Reproduce the data below with every instance of "detector" swapped for "localizer", changing nothing else, and omit the pictures from your output.

=== Records provided ===

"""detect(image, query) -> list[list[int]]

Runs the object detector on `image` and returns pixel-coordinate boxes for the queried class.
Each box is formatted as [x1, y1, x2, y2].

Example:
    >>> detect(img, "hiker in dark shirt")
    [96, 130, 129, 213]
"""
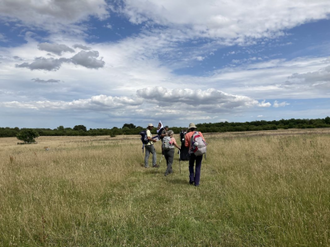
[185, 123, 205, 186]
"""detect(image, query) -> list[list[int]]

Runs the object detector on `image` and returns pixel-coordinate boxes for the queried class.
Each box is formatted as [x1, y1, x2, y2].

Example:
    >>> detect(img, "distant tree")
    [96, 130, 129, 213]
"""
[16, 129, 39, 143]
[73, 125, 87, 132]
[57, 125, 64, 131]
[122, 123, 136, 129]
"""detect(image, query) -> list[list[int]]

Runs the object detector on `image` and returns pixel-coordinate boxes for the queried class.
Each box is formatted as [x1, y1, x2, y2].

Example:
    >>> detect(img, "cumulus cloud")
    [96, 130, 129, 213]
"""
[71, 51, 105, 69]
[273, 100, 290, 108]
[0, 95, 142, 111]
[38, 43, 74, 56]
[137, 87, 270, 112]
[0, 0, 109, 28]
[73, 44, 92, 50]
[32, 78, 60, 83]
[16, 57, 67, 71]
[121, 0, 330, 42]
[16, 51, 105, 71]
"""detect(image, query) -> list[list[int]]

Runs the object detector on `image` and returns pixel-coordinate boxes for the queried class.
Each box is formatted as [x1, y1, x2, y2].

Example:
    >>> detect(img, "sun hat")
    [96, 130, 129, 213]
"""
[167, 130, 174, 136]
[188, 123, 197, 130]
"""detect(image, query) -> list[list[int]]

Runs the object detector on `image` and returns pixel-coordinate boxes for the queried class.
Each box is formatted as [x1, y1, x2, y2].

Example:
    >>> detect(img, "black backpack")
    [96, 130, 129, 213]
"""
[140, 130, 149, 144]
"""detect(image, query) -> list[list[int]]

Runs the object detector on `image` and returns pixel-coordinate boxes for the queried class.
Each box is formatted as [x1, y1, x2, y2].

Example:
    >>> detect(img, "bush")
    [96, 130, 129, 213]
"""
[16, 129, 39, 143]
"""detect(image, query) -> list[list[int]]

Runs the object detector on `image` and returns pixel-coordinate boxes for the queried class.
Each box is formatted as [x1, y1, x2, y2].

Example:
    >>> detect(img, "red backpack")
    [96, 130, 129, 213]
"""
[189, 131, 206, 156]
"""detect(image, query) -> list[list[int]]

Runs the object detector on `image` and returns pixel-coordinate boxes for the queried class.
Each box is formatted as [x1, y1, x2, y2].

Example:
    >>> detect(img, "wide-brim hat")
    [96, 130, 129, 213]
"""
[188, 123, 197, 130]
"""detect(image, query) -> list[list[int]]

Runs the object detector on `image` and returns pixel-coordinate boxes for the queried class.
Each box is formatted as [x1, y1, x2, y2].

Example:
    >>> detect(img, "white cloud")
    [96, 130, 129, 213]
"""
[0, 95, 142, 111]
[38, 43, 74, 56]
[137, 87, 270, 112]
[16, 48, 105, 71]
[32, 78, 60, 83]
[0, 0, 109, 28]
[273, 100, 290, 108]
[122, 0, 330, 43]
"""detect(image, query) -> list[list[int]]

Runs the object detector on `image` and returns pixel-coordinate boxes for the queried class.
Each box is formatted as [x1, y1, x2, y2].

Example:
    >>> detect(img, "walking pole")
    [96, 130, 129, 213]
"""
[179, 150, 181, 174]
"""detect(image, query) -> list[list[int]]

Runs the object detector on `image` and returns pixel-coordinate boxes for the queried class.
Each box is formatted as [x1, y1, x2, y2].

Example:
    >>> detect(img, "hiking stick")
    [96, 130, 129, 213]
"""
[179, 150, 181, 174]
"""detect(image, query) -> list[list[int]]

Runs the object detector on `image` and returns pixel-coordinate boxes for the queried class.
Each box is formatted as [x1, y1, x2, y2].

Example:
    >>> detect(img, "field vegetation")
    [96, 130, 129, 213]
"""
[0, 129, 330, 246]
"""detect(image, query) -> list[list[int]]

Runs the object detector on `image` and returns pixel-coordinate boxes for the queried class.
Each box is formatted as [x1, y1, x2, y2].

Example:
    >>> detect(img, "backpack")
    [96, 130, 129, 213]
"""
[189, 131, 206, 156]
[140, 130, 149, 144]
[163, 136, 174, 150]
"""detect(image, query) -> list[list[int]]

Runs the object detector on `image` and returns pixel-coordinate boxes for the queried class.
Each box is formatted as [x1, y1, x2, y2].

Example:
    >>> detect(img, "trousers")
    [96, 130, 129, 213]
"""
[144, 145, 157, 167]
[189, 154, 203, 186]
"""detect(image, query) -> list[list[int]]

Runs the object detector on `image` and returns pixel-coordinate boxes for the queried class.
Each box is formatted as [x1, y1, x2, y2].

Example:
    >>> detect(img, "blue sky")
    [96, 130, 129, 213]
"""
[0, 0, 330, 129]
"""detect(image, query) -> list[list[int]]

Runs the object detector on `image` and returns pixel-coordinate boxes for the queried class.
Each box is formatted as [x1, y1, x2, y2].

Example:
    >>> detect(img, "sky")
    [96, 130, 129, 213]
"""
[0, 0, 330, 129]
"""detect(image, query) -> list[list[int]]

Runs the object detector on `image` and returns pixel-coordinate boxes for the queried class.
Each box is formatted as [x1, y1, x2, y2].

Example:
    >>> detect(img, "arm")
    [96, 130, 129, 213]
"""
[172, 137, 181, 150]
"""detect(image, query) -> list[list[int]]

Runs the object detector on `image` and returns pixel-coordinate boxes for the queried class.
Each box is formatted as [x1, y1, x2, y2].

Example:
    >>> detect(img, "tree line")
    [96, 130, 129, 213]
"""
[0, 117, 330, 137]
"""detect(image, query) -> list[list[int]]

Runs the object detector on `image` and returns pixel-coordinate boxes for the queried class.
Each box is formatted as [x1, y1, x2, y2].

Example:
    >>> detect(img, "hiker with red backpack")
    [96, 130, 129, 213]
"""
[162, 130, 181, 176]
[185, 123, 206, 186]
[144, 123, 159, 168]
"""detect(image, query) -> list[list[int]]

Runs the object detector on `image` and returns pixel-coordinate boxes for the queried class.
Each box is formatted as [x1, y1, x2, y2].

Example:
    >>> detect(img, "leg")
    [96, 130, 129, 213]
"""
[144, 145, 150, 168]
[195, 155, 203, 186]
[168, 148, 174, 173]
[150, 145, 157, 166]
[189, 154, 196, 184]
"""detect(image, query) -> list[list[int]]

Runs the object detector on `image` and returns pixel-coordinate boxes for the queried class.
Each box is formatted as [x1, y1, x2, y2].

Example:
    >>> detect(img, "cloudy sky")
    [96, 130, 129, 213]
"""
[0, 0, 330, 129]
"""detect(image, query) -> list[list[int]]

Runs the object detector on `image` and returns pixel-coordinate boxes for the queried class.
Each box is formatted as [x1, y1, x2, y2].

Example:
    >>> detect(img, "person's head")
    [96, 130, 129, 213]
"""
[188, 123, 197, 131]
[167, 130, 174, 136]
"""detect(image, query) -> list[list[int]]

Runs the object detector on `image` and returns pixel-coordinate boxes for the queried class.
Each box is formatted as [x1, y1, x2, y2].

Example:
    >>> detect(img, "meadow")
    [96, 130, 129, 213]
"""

===

» **Output for this exercise**:
"""detect(image, query) -> list[list[int]]

Runs the object localizer on `image` and returns pixel-coordinate boxes for the queried class.
Each box is formatted as [x1, y1, x2, y2].

Example:
    >>> detect(img, "hiker in dark shirt")
    [96, 130, 129, 213]
"""
[185, 123, 205, 186]
"""detect(image, query) -> list[list[int]]

Runs the object localizer on `image` and returns pixel-coordinate boxes for the queried class.
Each box is formatted as [x1, y1, x2, y2].

Example:
    >>> detect(img, "distant tree")
    [96, 130, 129, 213]
"""
[16, 129, 39, 143]
[73, 125, 87, 132]
[57, 125, 64, 131]
[122, 123, 136, 129]
"""detect(image, query) -> list[list[int]]

Runs the object localizer on `image` and returns pixel-coordinate boxes for the queried class.
Each box is formatted as [x1, y1, x2, y2].

Example:
    >>> detect(img, "cumulus cloud")
    [96, 130, 129, 213]
"""
[71, 51, 105, 69]
[273, 100, 290, 108]
[0, 95, 142, 111]
[38, 43, 74, 56]
[137, 87, 270, 112]
[0, 0, 109, 28]
[73, 44, 92, 50]
[32, 78, 60, 83]
[16, 57, 67, 71]
[121, 0, 330, 42]
[16, 51, 105, 71]
"""detect(image, query) -> list[list[int]]

Runs the object localizer on `image` and returns pixel-coordinate boxes for the queried class.
Each box is formatted as [x1, y1, x2, y2].

Example:
    >>> detect(img, "sun hat")
    [96, 130, 129, 213]
"""
[167, 130, 174, 136]
[188, 123, 197, 130]
"""detect(image, query) -> list[list[int]]

Runs the object localizer on `image` and returns pixel-coordinate boxes for the queried class.
Each box is formatted as [x1, y1, x2, y2].

Example:
    >>> detect(img, "black backpack")
    [96, 130, 129, 213]
"""
[140, 130, 149, 144]
"""detect(image, query) -> list[list[int]]

Runs the object localizer on `image` and returns pixel-coordinate boxes for the queried class.
Each box is formatted as [x1, y1, x2, y2].

Example:
    >>> detect(img, "bush")
    [96, 130, 129, 213]
"""
[16, 129, 39, 143]
"""detect(image, query) -> list[list[int]]

Runs the object localizer on `image` and returns pixel-coordinate boxes for the queried class.
Each box is formatted as [x1, y1, x2, y2].

Example:
    >>> detect(img, "red backpack")
    [96, 130, 129, 213]
"""
[189, 131, 206, 156]
"""detect(image, query) -> list[list[int]]

Runs the object localizer on `image` and returns pixel-coordinate boxes for the queried class.
Each box is formatted as [x1, y1, x2, y2].

Example:
    >>> detect(img, "wide-brim hat")
    [96, 130, 129, 213]
"""
[188, 123, 197, 130]
"""detect(image, query) -> list[list[int]]

Runs the object localizer on `image` and returns pixel-coordinate boxes for the queried class.
Each box is formatted as [x1, y1, x2, y2].

Example:
    >>> detect(img, "white cloud")
    [96, 130, 129, 213]
"""
[0, 95, 142, 111]
[38, 43, 74, 56]
[137, 87, 270, 112]
[16, 48, 105, 71]
[32, 78, 60, 83]
[0, 0, 109, 28]
[273, 100, 290, 108]
[122, 0, 330, 43]
"""detect(image, query) -> list[list[int]]

Runs the object localizer on `image` and returns pixel-coordinate boxes for the queried class.
Each box is formatted as [x1, y1, x2, y2].

Example:
    >>> detect(img, "walking pole")
    [96, 130, 129, 213]
"""
[179, 150, 181, 174]
"""detect(image, query) -> list[list[int]]

Runs the object localizer on `image` and returns pixel-coordinate boxes for the queried class.
Each box is formatted as [x1, y1, x2, y2].

Example:
    >>> detect(img, "hiking stick")
    [96, 130, 129, 213]
"""
[179, 150, 181, 174]
"""detect(image, query) -> list[list[int]]

Runs the object localizer on `image` and returns pixel-coordinate boxes for the queried class.
Each box is formatted as [x1, y1, x2, y2].

Example:
    >>> detect(img, "field vegetation")
    [96, 130, 129, 213]
"""
[0, 129, 330, 246]
"""detect(image, query) -> list[list[int]]

Runs the object localizer on `image` and returns pixel-coordinate boxes for the queried class.
Each box is formatted as [x1, y1, x2, y2].

Example:
    >>> detect(img, "backpack")
    [96, 130, 129, 213]
"""
[189, 131, 206, 156]
[140, 130, 149, 144]
[163, 136, 174, 150]
"""detect(image, query) -> list[list[int]]

Runs the object localizer on `image` and returns pixel-coordinate boxes for the queried class.
Each box is formatted as [x1, y1, x2, y2].

Example:
    >>> detect(img, "trousers")
    [96, 130, 129, 213]
"""
[144, 145, 157, 167]
[189, 154, 203, 186]
"""detect(image, query) -> list[list[int]]

Runs the object localizer on `image` and returns pixel-coordinate boxes for the queried class.
Each box is formatted as [x1, y1, x2, y2].

Example:
    >>> detect(img, "blue sky")
    [96, 130, 129, 213]
"""
[0, 0, 330, 129]
"""detect(image, query) -> list[list[int]]

Runs the object localizer on `image` and returns pixel-coordinate boxes for the queried class.
Each box is formatted as [x1, y1, x2, y2].

Example:
    >>> detect(img, "sky")
    [96, 130, 129, 213]
"""
[0, 0, 330, 129]
"""detect(image, query) -> list[list[int]]

Runs the object localizer on `image` and returns pixel-coordinate boxes for the queried class.
Each box is formatted as [x1, y1, x2, y2].

Example:
    >>> detect(img, "arm")
    [96, 130, 129, 213]
"""
[172, 137, 181, 150]
"""detect(image, query) -> list[list[int]]

Runs the object localizer on `image` and returns pixel-coordinate boxes for the queried class.
Each box is formatted as [x1, y1, x2, y2].

Example:
    >>> detect(img, "tree line")
    [96, 130, 129, 213]
"""
[0, 117, 330, 137]
"""detect(image, query) -> list[list[int]]

Runs the object localizer on `image` and returns pixel-coordinate boxes for the queried class.
Each box is formatted as [x1, y1, x2, y2].

Example:
    >>> detect(img, "hiker with red backpack")
    [96, 130, 129, 213]
"""
[162, 130, 181, 176]
[185, 123, 206, 186]
[144, 123, 159, 168]
"""detect(image, query) -> list[list[int]]

Runs the object localizer on `image` and returns pixel-coordinate boxes for the queried class.
Each box is formatted as [x1, y1, x2, y2].

Example:
    >>> detect(img, "leg")
    [96, 130, 129, 213]
"""
[144, 145, 150, 168]
[195, 155, 203, 186]
[168, 148, 174, 173]
[150, 145, 157, 166]
[189, 154, 196, 184]
"""detect(image, query) -> list[list[int]]

Runs the object localizer on `image` and returns pixel-coordinate boxes for the queried class.
Each box is formatted as [x1, y1, x2, y2].

Example:
    >>> detect(img, "cloudy sky")
    [96, 130, 129, 213]
"""
[0, 0, 330, 129]
"""detect(image, query) -> list[list[int]]

Runs the object localizer on `image` and returns pixel-coordinate boxes for the queried class.
Each box is formatted as [x1, y1, x2, y2].

Example:
    >>> detect(img, "person's head")
    [96, 130, 129, 213]
"""
[188, 123, 197, 131]
[167, 130, 174, 136]
"""detect(image, query) -> list[list[int]]

Runs the object localizer on `image` and returns pixel-coordinate boxes for the queried class.
Each box is formatted as [x1, y1, x2, y2].

Example:
    >>> detect(img, "meadow")
    [96, 130, 129, 213]
"""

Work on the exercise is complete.